[Image-grounded pointing data]
□ □ □ □ □ □ □

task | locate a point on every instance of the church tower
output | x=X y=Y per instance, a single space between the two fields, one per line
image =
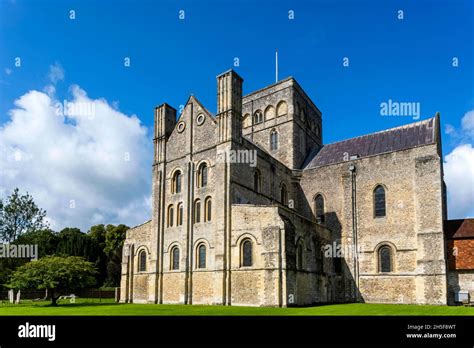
x=229 y=106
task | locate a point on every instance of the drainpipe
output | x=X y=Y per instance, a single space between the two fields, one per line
x=352 y=169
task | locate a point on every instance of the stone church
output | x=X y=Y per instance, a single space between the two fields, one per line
x=250 y=207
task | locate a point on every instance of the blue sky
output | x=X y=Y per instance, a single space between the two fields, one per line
x=405 y=60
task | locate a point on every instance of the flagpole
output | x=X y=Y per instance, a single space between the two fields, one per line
x=276 y=66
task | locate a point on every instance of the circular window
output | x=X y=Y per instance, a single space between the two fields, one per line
x=200 y=119
x=181 y=126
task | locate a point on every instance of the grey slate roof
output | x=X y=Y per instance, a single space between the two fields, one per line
x=394 y=139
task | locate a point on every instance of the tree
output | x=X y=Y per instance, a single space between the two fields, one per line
x=58 y=275
x=18 y=215
x=114 y=239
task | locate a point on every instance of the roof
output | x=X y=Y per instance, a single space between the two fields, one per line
x=463 y=228
x=394 y=139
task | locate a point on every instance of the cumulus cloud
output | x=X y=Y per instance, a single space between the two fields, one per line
x=83 y=161
x=459 y=171
x=468 y=123
x=56 y=73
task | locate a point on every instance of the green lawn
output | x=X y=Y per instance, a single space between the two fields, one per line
x=108 y=307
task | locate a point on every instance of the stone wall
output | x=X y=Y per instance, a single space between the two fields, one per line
x=412 y=226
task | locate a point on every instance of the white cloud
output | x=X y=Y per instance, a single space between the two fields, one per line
x=468 y=123
x=459 y=172
x=56 y=73
x=83 y=168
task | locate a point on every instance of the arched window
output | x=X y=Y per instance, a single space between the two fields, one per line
x=202 y=175
x=257 y=181
x=319 y=208
x=269 y=112
x=303 y=114
x=202 y=256
x=207 y=209
x=274 y=140
x=197 y=211
x=247 y=120
x=385 y=259
x=176 y=182
x=379 y=201
x=246 y=253
x=175 y=258
x=300 y=256
x=282 y=108
x=258 y=117
x=179 y=215
x=142 y=261
x=283 y=195
x=169 y=221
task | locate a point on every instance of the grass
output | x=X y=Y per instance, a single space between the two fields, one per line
x=109 y=308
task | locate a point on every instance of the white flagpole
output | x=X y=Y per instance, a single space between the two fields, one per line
x=276 y=66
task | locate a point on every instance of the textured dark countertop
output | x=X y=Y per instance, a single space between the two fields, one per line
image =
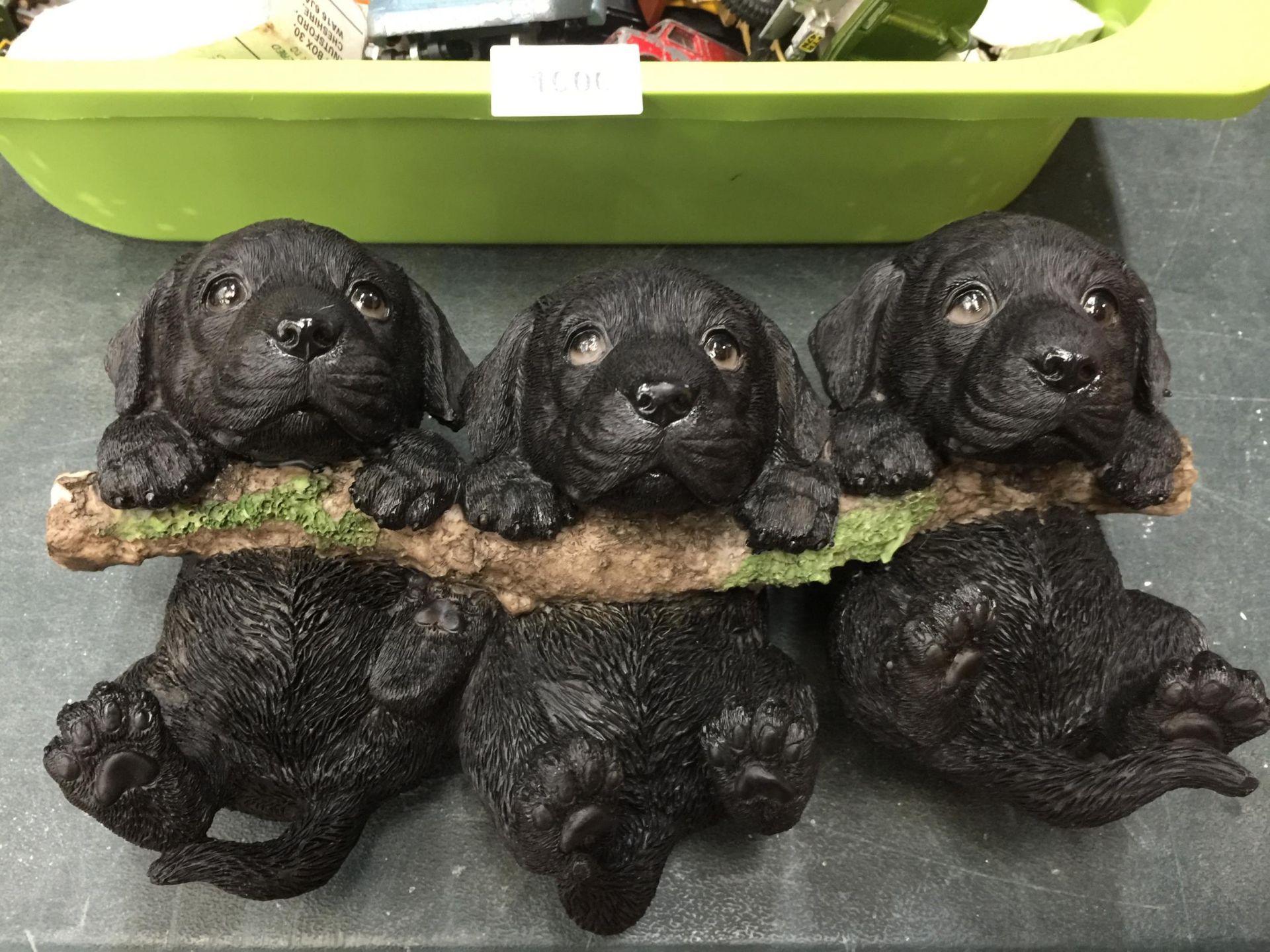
x=886 y=856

□ □ □ □ □ □ □

• [What to produce] Only the records themselves, retyped exactly, belong in the answer; please leave all images behind.

• [Response area]
task | locate a point on every instance of the church tower
output | x=X y=Y per instance, a single space between the two fields, one per line
image =
x=229 y=106
task | locate a point on every instance of the drainpipe
output | x=X y=Y per instance, a single space between the two fields, one per line
x=352 y=169
task | locate a point on every instance of the stone church
output | x=X y=Y per instance, a single space between the two fields, one per line
x=250 y=207
task | locate a point on every instance of the blue sky
output | x=X y=Y per instance, a single space between the two fields, one per line
x=405 y=60
task | locate a point on every instance of the flagpole
output | x=X y=Y per instance, a single space between the two fields, one per line
x=276 y=66
task | locate a point on every instance of the circular window
output | x=X y=Y per instance, a single space between the two fields, one per line
x=200 y=119
x=181 y=126
task | locate a point on every instance of the grey slate roof
output | x=X y=Y per instance, a single space between the two fields, one per line
x=394 y=139
task | locate a point on every instance of the tree
output | x=X y=Y per instance, a single space between the two fields, one per line
x=58 y=275
x=18 y=215
x=114 y=239
task | locate a point on every instance of the roof
output | x=X y=Y per instance, a single space between the two fields, one per line
x=463 y=228
x=394 y=139
task | locate a point on every instance of the cumulus cloud
output | x=X y=Y per instance, a single space between the two fields, one per line
x=83 y=161
x=459 y=171
x=468 y=123
x=56 y=73
task | locate a point on every instance of the green lawn
output | x=X y=Y per instance, a single space between the two fields, one per line
x=108 y=307
task | locate a point on every instance of the stone wall
output | x=X y=Y per instance, a single space between the two fields, one per line
x=412 y=226
task | locate a point on every instance of the white cloud
output | x=X y=Y per instance, a single space between the two fields, one per line
x=468 y=123
x=459 y=172
x=56 y=73
x=83 y=168
task | locate a point on every instance of the arched window
output | x=X y=Y per instance, a single space between the two fields, one per line
x=202 y=175
x=257 y=181
x=319 y=208
x=269 y=112
x=303 y=114
x=202 y=256
x=207 y=209
x=274 y=140
x=197 y=211
x=247 y=120
x=385 y=259
x=176 y=182
x=379 y=201
x=246 y=253
x=175 y=258
x=300 y=256
x=282 y=108
x=258 y=117
x=179 y=215
x=142 y=261
x=283 y=195
x=169 y=221
task | locate a point on every instance of the grass
output | x=X y=Y per instance, a single space between the two fields, one per line
x=109 y=308
task | locate a point on every instance of the white flagpole
output | x=X y=Y per instance, a single space between the two fields, one per line
x=276 y=66
task | locate a point on every instance of the textured dark countertop
output | x=X y=Y per instance, a single space between the two fields, one per line
image =
x=886 y=856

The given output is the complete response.